__TEXT SHOWN__
** START **
= Winter light festival =

A winter light festival is one of several annual events organized in different part of the world and among different cultures, to celebrate the end of the winter and the beginning of the light seasons with art workshops, light designs, live music and street food. Originally, this kind of celebration had a religious and spiritual meaning, to celebrate the end of the dark period of the year and the beginning of the days of light. Nowadays, these events have lost the spiritual meaning to leave much more space to the consumeristic

== Significance of light in religions ==
Festivals of light are strongly related to the religious significance of light, which is generally considered as a rebirth of the spirit and the mind, a moment in which the good overcome the bad.
Although each religion has a different interpretation of light, all these festivals are connected to an ancient celebration typical of the Hindu culture. This event was later processed by different cultures and religions according to their own features and beliefs, creating slightly different rituals they participate to.

=== The light in Hinduism ===
In Hinduism light symbolizes not only everything with a divine quality, but also the illumination of mind. According to the scriptures, in the beginning there was nothing, neither the sky, nor the sun, the moon and the earth. Then the dawn of light manifested as the golden egg: it started the days of Brahman. The dawns, Usha, the sister of the sun, brings hope and she woke the mortal beings up.
Light is the essential nature of the soul and it plays a crucial role in the Hindu culture: people pray to invoke the god of lights, Savitr, to illuminate the world and their minds, and to free them from ignorance and delusion.
The most important celebration of light in Hinduism is the Diwali: it represent both the victory of light over darkness, and the beginning of the financial year. The Diwali festival is also present in Janism with the same meaning.

=== The light in Judaism ===
According to Judaism, the light does not belong to this world, rather it's an emanation of a different essence, from the other side of reality. Light serves as the symbol of the good and the beautiful, of all that is positive. Divine revelation is itself a revelation of light. The Hannuka is the principal festival of light in Judaism.
** END **
__SET TASKS__
1. Return a verbatim passage from the article on winter light festivals, beginning at the words "Although each religion" and stopping after the words "they participate to.".
2. Resume the article on winter light festivals after its last sentence.
The data that comes next is separate material and unrelated to the article on winter light festivals.

__RECORDED DATA__
** START **
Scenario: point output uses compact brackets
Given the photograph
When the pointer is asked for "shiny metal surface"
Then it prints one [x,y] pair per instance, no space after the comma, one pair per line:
** END **
__TASK-BY-TASK ANSWERS__
1.
Although each religion has a different interpretation of light, all these festivals are connected to an ancient celebration typical of the Hindu culture. This event was later processed by different cultures and religions according to their own features and beliefs, creating slightly different rituals they participate to.

2.
=== The light in Buddhism ===
In Buddhism, light can symbolises many things: not only light is seen as the wisdom that dispels the darkness of ignorance, it is also considered as the presence of God within all human. Also, offering a candle means putting others in front of oneself, removing the egoist mind. The Tazaungdaing Festival is a folk ritual in line with a celebration of light. Full of lanterns, music, dances and shows, this festival is mainly celebrated in honour of the guardian gods of the planets.

== The culture of festivals ==
A festival is a day or time of religious, cultural or other celebration that recurs at regular intervals, marked by feasting, ceremonies, or other observances. It is celebrated by a community that share the same values and motivations. Festivals are a place for people of all kinds to come together. This kind of celebration has an important cultural meaning: they are part of the culture of every community.

=== Origins ===
The typical origin of festivals is religion. Every religion has its rituals, celebrations and traditions maintained during time. The most important religious festivals such as Christmas, Hanukkah, Diwali serve to mark out the year. Among many religion a feast or festival is a set of celebration in honour of God or gods and they recur annually.
Other festivals have an agricultural origin: a harvest festival is an annual celebration and occurs around the time of the main harvest of a given region, celebrating seasonal changes. An example is Thanksgiving Day, a national holiday celebrated in Canada and the United States.
Festivals are celebrated since ancient time: people met each other and shared the same motivations, in particular they shared the same spiritual significance of festivals. People gave a great importance to this kind of celebration, especially to religious ones.
Many festivals have a very ancient history: for example festival in India is an essential topic because it leaves a special significance about culture and true Indian faith. The celebrations are also now a moment of remembrance, marking the rites of birth, death and renewal.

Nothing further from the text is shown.